Guide de survie au Japon : 12 gestes qui vous sauveront (peut-être)

Par un phénomène encore un peu mystérieux, le Français a tendance à perdre toute retenue dès qu’il pénètre dans un avion et une fois débarqué dans un pays étranger. Il se tient et s’habille mal, parle fort, pense être le plus intelligent du monde… À l’usage de ceux qui croient avoir déjà été frappés par ce syndrome, quelques recommandations avant d’atterrir à Tokyo-Narita…

1/ Se munir d’un plan

Vous pensez que la seule adresse de votre rendez-vous vous suffira ? Hélas, vous risquez fort de déchanter… À Tokyo, la numérotation est aussi complexe qu’elle le fut jadis à Florence, c’est-à-dire au fur et à mesure que les constructions se sont succédé. Impérativement, il vous faudra la géolocalisation. Atten­tion ! même une fois sur place, vous pourrez perdre au moins vingt minutes avant d’atteindre votre but, tant un immeuble peut abriter des centaines de lieux. D’où l’intérêt de prévoir large… et d’arriver en avance !

- Enregistrements
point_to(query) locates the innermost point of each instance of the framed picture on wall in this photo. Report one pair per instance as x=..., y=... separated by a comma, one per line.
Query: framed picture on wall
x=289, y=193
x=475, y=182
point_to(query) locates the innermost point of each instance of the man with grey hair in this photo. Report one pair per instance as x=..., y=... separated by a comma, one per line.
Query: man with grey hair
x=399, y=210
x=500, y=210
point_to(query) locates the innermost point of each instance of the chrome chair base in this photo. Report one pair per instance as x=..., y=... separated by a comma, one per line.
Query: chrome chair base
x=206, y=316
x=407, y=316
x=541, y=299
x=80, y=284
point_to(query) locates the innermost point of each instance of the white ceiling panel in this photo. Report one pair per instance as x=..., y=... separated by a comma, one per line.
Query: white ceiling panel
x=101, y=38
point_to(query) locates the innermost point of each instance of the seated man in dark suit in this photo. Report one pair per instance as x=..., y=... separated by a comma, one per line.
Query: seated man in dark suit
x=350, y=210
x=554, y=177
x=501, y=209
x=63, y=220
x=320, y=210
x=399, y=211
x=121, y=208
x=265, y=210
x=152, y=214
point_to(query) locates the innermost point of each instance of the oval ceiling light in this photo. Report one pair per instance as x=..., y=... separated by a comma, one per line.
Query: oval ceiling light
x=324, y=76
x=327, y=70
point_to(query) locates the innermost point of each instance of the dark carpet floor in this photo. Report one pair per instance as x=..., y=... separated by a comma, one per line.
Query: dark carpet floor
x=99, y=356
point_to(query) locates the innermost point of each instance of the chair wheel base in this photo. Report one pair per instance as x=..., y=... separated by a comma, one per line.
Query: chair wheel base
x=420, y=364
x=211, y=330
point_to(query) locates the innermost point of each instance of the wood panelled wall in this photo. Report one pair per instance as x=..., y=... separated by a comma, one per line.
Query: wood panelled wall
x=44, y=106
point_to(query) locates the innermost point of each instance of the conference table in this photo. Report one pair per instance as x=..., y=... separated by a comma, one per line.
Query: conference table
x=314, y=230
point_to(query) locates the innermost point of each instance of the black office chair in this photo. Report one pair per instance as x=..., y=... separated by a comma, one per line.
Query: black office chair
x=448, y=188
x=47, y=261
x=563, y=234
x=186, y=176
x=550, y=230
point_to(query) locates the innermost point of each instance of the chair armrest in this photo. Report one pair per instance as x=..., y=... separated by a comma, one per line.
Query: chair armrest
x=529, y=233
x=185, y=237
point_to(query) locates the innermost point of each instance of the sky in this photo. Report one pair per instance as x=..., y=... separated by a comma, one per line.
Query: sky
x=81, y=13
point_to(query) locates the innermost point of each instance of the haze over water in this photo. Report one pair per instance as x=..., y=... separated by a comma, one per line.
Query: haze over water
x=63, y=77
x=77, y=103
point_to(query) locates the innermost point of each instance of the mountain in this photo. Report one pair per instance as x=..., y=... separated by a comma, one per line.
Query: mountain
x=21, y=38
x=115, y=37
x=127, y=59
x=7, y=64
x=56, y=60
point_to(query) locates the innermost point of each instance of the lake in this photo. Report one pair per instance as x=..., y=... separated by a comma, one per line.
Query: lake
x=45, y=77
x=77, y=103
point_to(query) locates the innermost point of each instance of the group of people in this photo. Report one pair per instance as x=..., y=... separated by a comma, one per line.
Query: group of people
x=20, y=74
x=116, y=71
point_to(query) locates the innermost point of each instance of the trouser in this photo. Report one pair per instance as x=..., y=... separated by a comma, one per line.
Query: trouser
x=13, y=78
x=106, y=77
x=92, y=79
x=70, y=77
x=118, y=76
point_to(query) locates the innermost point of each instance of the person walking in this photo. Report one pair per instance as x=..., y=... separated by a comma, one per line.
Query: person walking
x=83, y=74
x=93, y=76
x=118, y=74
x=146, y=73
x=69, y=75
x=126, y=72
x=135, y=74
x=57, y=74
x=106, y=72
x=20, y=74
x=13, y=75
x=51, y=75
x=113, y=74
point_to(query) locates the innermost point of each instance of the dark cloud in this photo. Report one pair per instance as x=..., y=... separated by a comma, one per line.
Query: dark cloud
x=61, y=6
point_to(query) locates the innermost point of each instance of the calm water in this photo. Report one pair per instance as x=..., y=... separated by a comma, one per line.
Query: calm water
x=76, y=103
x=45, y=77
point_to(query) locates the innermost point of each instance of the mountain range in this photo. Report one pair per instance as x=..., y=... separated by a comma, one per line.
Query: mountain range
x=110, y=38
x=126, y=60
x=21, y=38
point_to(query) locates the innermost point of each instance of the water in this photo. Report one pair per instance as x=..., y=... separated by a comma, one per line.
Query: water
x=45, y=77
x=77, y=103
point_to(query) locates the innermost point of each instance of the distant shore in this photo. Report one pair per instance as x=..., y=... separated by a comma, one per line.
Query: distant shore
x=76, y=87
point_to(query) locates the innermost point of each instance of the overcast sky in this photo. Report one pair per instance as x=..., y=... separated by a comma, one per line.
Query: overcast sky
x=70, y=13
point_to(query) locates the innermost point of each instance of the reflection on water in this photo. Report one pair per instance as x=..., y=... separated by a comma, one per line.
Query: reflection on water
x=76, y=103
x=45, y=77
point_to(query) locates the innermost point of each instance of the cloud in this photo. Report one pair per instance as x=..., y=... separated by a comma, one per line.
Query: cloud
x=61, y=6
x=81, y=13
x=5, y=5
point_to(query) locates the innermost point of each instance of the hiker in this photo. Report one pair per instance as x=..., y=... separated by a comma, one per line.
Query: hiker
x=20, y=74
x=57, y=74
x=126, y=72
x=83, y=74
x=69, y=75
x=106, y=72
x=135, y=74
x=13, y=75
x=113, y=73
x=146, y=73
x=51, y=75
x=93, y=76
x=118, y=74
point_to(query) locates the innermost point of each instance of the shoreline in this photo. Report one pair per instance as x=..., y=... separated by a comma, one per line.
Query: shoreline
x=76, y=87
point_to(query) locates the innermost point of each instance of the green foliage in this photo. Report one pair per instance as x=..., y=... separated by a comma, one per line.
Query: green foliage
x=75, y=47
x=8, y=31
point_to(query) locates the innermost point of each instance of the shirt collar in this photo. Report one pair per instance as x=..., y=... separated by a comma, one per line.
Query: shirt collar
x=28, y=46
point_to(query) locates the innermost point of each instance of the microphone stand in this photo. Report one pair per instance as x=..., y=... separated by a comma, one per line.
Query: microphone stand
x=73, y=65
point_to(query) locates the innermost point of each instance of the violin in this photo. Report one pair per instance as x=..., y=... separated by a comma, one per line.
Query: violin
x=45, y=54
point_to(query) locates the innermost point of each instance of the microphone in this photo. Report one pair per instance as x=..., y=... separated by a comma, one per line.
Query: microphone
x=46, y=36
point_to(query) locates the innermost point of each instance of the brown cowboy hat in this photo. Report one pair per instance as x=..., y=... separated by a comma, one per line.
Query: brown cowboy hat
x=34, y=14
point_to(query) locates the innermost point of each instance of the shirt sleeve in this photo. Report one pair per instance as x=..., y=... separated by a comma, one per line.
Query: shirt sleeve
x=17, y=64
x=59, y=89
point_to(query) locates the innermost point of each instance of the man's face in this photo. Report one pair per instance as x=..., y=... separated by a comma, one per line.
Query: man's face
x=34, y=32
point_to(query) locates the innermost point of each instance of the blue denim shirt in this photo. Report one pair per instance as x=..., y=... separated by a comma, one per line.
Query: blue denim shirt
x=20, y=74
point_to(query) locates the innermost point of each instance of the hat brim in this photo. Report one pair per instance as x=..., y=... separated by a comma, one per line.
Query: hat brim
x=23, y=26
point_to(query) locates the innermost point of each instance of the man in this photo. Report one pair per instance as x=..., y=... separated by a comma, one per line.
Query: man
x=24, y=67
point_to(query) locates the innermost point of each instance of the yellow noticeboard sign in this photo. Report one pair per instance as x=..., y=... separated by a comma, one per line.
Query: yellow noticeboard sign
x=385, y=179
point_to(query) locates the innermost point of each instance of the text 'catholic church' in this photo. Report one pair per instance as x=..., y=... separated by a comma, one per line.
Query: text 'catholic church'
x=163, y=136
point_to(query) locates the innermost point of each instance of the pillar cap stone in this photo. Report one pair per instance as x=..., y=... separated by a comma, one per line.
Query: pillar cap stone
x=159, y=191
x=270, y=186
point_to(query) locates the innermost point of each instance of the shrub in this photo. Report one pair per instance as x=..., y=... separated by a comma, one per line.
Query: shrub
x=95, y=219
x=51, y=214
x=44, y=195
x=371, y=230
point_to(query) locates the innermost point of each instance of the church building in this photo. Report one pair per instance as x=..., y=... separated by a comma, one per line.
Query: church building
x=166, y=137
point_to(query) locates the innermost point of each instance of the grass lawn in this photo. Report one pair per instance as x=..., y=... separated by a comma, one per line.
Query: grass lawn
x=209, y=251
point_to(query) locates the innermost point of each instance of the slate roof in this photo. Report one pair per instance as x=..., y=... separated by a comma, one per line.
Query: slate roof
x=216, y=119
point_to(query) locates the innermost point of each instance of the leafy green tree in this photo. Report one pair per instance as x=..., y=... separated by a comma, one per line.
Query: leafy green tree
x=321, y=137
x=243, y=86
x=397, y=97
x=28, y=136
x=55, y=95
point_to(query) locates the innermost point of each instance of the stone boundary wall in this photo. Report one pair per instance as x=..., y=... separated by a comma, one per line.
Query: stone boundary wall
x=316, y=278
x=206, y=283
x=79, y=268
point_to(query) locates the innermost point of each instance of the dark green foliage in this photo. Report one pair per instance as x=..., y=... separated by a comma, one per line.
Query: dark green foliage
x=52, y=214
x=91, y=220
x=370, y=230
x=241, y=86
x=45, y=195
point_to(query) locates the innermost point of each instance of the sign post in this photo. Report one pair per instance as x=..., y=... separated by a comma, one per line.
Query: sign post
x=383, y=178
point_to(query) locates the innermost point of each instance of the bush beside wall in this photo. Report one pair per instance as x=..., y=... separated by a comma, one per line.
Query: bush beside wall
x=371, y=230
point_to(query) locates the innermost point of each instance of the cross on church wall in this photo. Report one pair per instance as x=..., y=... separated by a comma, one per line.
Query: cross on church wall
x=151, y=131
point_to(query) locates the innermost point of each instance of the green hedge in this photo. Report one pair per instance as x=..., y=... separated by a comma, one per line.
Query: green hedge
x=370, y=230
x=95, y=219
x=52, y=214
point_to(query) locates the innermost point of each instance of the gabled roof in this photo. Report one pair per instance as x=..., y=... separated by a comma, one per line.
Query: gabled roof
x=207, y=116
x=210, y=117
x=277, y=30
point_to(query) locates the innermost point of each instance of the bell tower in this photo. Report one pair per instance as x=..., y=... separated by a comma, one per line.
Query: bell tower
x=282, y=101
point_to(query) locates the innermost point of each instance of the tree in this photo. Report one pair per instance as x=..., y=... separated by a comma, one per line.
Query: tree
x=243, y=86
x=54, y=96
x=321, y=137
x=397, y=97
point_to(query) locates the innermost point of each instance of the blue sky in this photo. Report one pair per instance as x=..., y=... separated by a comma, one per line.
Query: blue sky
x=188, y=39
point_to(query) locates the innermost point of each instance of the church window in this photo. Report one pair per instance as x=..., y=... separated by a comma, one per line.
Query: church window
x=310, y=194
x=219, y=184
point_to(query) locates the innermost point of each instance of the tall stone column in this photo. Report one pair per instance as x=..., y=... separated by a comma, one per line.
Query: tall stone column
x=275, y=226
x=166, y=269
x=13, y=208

- Exercices
a. Dans le guide de survie au Japon, relevez tous les comportements attribués au Français dans la phrase qui commence par « Il se tient ».
b. Prolongez le guide de survie au Japon à partir de sa dernière phrase.
Les lignes constituent un matériau distinct du texte.

- Réponses
a.
- Il se tient mal.
- Il s'habille mal.
- Il parle fort.
- Il pense être le plus intelligent du monde.

b.
Plan des transports en commun tokyoïtes.
Plan des transports en commun tokyoïtes. DR

2/ Toujours des deux mains !

Nous aurions dû débuter par ce sujet crucial. Si vous offrez un cadeau, faites-le des deux mains. Cela marque toute l’importance que vous lui accordez (cela évite aussi d’offrir des nullités crasses). Il en sera de même quand vous tendrez votre carte de visite (faites-la imprimer en caractères japonais, ­encore des points de marqués). Puis recevez celle de votre interlocuteur de la même façon, et non avec désinvolture et détachement. Vous la posez devant vous. Même chose quand il s’agit de boire dans un bol. Pour tout ce qui concerne l’univers tactile : des DEUX mains ! Vous verrez, c’est un vaste continent irrésistible et doux : yokoso ! (bienvenue).

Toujours tiliser ses deux mains pour donner ou recevoir quelque chose.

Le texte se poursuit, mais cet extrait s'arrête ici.